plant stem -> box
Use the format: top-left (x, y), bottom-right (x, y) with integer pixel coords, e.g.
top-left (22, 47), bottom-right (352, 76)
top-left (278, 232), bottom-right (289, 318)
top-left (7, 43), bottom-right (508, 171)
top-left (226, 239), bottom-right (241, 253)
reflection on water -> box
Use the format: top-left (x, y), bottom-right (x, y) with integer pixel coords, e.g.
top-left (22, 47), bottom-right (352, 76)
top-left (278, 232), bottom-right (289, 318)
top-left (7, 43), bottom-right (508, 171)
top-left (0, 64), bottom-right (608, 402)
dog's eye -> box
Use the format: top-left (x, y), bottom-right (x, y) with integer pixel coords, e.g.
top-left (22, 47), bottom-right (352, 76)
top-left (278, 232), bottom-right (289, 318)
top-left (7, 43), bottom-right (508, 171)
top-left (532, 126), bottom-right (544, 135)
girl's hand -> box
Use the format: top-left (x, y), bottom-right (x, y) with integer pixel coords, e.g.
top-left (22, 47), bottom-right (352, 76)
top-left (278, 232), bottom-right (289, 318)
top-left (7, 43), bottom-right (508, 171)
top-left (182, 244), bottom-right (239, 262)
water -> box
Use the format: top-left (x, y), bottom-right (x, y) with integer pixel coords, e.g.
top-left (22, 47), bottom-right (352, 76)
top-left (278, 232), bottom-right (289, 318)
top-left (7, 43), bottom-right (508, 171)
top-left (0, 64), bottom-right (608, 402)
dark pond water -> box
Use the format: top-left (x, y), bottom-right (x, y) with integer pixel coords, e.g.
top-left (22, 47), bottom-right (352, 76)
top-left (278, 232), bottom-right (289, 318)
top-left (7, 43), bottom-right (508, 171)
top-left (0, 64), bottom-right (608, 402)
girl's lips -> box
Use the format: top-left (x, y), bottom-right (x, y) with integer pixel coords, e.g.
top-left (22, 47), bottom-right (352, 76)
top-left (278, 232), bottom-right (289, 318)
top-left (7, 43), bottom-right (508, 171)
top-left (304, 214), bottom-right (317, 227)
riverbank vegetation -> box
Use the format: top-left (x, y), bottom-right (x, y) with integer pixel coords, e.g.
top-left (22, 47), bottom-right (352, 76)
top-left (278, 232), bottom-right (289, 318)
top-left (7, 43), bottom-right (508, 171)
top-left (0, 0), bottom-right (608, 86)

·····

Revise every one of the records above so that "integer pixel coords" reads "whole-number pixel coordinates" in each place it occurs. Leave every other line and character unchanged.

plant stem -> box
Use the format: top-left (x, y), bottom-right (x, y) with whole-number pixel coordinates, e.g.
top-left (22, 47), bottom-right (352, 76)
top-left (278, 232), bottom-right (289, 318)
top-left (7, 43), bottom-right (508, 171)
top-left (226, 239), bottom-right (241, 253)
reflection on water -> box
Use the format: top-left (x, y), bottom-right (x, y) with whole-number pixel coordinates, e.g.
top-left (22, 47), bottom-right (352, 76)
top-left (278, 232), bottom-right (289, 318)
top-left (7, 43), bottom-right (508, 171)
top-left (0, 64), bottom-right (608, 402)
dog's eye -> box
Use the format: top-left (x, y), bottom-right (x, y) with whole-number pixel coordinates, e.g.
top-left (22, 47), bottom-right (352, 76)
top-left (278, 232), bottom-right (289, 318)
top-left (7, 43), bottom-right (508, 171)
top-left (532, 126), bottom-right (544, 135)
girl's hand -> box
Use the format: top-left (x, y), bottom-right (x, y) with whole-number pixel coordinates, e.g.
top-left (22, 47), bottom-right (352, 76)
top-left (278, 232), bottom-right (289, 318)
top-left (7, 43), bottom-right (508, 171)
top-left (182, 244), bottom-right (239, 262)
water -> box
Use the format: top-left (x, y), bottom-right (x, y) with whole-number pixel coordinates, e.g.
top-left (22, 47), bottom-right (352, 76)
top-left (278, 232), bottom-right (289, 318)
top-left (7, 43), bottom-right (508, 171)
top-left (0, 64), bottom-right (608, 402)
dark pond water -> box
Use the format: top-left (x, y), bottom-right (x, y) with whole-number pixel coordinates, e.g.
top-left (22, 47), bottom-right (352, 76)
top-left (278, 232), bottom-right (289, 318)
top-left (7, 43), bottom-right (508, 171)
top-left (0, 64), bottom-right (608, 402)
girl's lips -> box
Use the format: top-left (x, y), bottom-right (x, y) with whole-number pixel coordinates, e.g.
top-left (22, 47), bottom-right (352, 76)
top-left (278, 232), bottom-right (289, 318)
top-left (7, 43), bottom-right (508, 171)
top-left (304, 214), bottom-right (317, 227)
riverbank vegetation -> box
Use the format: top-left (x, y), bottom-right (x, y) with whole-number pixel coordinates, e.g.
top-left (22, 47), bottom-right (352, 76)
top-left (278, 232), bottom-right (289, 318)
top-left (7, 43), bottom-right (508, 171)
top-left (0, 0), bottom-right (608, 86)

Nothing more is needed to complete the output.